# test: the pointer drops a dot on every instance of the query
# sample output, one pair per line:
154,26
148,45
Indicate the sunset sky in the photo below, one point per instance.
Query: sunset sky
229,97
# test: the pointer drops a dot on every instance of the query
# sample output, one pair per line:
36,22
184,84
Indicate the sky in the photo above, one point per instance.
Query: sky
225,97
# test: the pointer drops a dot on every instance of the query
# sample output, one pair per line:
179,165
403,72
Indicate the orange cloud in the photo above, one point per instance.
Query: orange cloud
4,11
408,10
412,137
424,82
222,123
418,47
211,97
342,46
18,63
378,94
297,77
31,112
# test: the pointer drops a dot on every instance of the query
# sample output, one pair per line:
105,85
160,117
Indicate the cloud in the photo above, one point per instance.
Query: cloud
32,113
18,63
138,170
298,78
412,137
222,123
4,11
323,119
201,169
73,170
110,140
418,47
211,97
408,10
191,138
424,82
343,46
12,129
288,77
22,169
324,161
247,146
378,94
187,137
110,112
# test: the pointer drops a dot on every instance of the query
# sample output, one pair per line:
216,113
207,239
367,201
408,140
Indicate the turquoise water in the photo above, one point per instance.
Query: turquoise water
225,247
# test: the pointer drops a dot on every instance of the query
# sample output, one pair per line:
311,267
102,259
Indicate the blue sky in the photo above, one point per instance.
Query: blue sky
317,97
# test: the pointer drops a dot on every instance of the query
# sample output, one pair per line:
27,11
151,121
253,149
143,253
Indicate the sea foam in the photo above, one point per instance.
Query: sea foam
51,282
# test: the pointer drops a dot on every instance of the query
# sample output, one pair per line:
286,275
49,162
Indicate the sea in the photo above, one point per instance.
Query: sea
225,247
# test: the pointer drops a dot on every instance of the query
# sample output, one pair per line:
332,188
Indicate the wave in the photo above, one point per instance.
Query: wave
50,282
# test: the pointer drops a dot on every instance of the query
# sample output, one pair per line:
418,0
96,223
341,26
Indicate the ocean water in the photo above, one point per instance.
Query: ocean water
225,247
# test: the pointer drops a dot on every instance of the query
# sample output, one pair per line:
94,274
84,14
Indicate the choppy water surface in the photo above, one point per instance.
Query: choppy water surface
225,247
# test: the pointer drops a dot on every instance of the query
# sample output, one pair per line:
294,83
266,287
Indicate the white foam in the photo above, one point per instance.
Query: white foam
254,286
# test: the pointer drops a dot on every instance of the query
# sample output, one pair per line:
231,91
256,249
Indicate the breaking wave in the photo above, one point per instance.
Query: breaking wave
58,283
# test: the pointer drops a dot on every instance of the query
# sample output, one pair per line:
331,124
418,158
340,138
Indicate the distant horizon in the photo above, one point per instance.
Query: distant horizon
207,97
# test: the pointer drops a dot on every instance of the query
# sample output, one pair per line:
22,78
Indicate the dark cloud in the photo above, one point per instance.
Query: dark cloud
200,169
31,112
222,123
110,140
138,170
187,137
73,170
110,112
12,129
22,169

*Written request:* In this exercise, repeat all entries exactly.

*Final answer:*
# test: the pointer drops a dot on every instance of the query
# sample output, one pair per line:
154,26
148,45
Indicate the sunset sky in the photo below, one point per instance.
Query: sunset sky
229,97
# test: the pointer drops a dot on every instance of the query
# sample output, one pair per line:
36,22
184,84
Indicate the sky in the photo above, one point per instance.
Query: sky
225,97
# test: the pointer drops a dot on every instance of the query
# sample output, one pair per line:
179,165
403,72
Indicate the orange cloud in the photo above, one point per instance.
Query: orange cloud
4,11
408,10
412,137
424,82
222,123
418,47
211,97
342,46
18,63
378,94
297,77
31,112
# test: the pointer drops a dot on every instance of the query
# sample output, one pair per line:
105,85
160,117
Indicate the cloud in the photo above, one point per instance.
Query: cloud
32,113
18,63
138,170
298,78
412,137
222,123
4,11
323,119
201,169
73,170
110,140
418,47
211,97
408,10
191,138
424,82
343,46
12,129
288,77
22,169
324,161
247,146
378,94
187,137
110,112
# test: the pointer drops a dot on every instance of the query
# sample output, one pair per line:
216,113
207,239
367,201
408,140
Indicate the turquoise water in the photo above, one point per instance.
Query: turquoise water
225,247
# test: the pointer drops a dot on every instance of the query
# sample output, one pair per line:
311,267
102,259
Indicate the blue sky in the photo above, one point per instance.
Query: blue sky
317,97
# test: the pointer drops a dot on every instance of the query
# sample output, one pair per line:
27,11
151,121
253,149
143,253
Indicate the sea foam in the photo above, one point per instance.
Query: sea foam
51,282
# test: the pointer drops a dot on every instance of the query
# sample output, one pair per line:
286,275
49,162
Indicate the sea in the photo above, one point per instance.
Query: sea
225,247
# test: the pointer drops a dot on every instance of the query
# sample output, one pair per line:
332,188
Indicate the wave in the photo above, one point per instance.
Query: wave
50,282
# test: the pointer drops a dot on every instance of the query
# sample output, one pair per line:
418,0
96,223
341,26
Indicate the ocean water in the photo above, one point per instance.
Query: ocean water
225,247
# test: the pointer drops a dot on every instance of the query
# sample output, one pair per line:
94,274
84,14
Indicate the choppy water surface in the photo above, one point per instance.
Query: choppy water surface
225,247
# test: the pointer drops a dot on every instance of the query
# sample output, one pair per line:
294,83
266,287
Indicate the white foam in the photo above, one point per instance.
Query: white foam
254,286
# test: the pointer drops a dot on every instance of the query
# sample output, one pair per line:
231,91
256,249
Indicate the breaking wave in the photo above, one point per instance.
Query: breaking wave
58,283
# test: the pointer drops a dot on every instance of the query
# sample output, one pair per line:
331,124
418,158
340,138
Indicate the distant horizon in the photo above, one point per instance.
Query: distant horizon
207,97
# test: the pointer drops a dot on every instance of the query
# sample output, one pair per line:
22,78
Indicate the dark cloud in the photo above, one point per instance.
Query: dark cloud
200,169
31,112
222,123
110,140
138,170
187,137
73,170
110,112
12,129
22,169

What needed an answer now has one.